_TASK DETAILS_.
Please copy the records word for word, from the line that contains "Mark the tile floor." through the end of the records, both ends included.

_DATA_.

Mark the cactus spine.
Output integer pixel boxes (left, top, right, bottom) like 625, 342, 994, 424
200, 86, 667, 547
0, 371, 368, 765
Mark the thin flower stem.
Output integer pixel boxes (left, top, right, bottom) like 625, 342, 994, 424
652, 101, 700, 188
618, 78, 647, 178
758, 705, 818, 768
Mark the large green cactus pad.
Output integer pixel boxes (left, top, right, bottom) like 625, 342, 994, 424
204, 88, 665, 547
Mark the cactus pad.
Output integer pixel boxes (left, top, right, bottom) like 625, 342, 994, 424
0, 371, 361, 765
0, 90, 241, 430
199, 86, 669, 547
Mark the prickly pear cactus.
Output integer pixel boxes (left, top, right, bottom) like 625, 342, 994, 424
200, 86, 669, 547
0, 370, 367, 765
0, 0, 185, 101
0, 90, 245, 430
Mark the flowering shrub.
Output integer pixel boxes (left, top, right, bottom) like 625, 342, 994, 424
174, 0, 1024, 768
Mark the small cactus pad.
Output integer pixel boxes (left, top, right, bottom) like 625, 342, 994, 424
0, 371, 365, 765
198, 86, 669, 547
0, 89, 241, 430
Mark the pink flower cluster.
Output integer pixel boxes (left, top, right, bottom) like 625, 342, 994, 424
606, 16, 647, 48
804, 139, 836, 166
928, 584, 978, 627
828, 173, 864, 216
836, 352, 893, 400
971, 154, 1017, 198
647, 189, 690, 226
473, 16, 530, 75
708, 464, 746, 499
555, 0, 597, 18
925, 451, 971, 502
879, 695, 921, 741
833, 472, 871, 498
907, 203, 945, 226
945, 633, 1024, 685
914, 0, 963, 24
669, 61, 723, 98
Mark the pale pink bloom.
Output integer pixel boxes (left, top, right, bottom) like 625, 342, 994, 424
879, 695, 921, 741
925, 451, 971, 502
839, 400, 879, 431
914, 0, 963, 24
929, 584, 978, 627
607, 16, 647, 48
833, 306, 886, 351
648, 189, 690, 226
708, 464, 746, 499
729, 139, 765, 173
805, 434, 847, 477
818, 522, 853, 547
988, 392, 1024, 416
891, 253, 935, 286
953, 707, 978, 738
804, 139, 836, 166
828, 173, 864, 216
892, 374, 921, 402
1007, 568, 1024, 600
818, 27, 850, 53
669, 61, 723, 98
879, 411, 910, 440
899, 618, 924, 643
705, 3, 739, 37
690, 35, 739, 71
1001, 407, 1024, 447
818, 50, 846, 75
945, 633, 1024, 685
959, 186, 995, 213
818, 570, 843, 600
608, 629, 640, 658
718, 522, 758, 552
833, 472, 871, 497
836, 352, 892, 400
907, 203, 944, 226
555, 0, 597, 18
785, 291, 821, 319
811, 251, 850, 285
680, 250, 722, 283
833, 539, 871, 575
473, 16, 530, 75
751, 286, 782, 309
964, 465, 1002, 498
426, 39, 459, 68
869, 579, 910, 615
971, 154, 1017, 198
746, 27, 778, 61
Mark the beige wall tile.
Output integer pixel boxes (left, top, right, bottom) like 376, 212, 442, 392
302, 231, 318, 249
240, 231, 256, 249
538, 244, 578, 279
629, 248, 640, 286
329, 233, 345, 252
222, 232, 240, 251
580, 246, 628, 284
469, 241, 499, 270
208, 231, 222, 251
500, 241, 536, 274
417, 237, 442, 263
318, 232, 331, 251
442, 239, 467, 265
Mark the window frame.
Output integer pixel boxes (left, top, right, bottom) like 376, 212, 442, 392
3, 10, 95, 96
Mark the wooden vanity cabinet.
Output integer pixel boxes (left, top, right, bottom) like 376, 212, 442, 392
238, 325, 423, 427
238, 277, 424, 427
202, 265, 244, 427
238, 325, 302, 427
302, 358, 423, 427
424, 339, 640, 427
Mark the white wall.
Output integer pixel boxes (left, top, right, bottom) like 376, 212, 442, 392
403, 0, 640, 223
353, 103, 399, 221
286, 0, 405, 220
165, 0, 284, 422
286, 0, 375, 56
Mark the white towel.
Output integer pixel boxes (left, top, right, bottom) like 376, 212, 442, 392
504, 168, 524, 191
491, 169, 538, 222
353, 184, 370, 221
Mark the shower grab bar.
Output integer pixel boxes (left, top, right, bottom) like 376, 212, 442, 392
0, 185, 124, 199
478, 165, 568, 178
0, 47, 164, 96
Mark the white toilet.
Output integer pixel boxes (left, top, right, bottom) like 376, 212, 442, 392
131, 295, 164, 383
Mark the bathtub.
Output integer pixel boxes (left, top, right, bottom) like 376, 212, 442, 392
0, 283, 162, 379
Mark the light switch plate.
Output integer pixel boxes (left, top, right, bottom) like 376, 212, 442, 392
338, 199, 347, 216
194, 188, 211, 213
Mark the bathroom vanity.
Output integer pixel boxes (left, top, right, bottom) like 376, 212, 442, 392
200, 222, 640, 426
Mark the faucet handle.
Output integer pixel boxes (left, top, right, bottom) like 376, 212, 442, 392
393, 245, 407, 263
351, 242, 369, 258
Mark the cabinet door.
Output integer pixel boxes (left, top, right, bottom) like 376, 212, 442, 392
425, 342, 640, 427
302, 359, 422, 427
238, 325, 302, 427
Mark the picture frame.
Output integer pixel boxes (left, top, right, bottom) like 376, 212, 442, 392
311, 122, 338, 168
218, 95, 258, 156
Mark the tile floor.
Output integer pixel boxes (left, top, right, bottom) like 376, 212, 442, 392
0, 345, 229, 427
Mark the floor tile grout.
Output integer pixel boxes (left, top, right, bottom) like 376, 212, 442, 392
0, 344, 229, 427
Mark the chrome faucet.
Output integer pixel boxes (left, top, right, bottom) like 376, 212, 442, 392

_ANSWER FOR THE TASK_.
Mark the tile floor.
Output integer pixel boxes (left, top, right, bottom) like 376, 212, 442, 392
0, 345, 229, 427
Mark the floor tile grout.
Output integer pixel boxes (left, top, right, bottom) like 376, 212, 442, 392
0, 344, 229, 427
Mark the chrome faucet.
Output integer pixel boxes (left, top, right, bottom) like 376, 212, 442, 392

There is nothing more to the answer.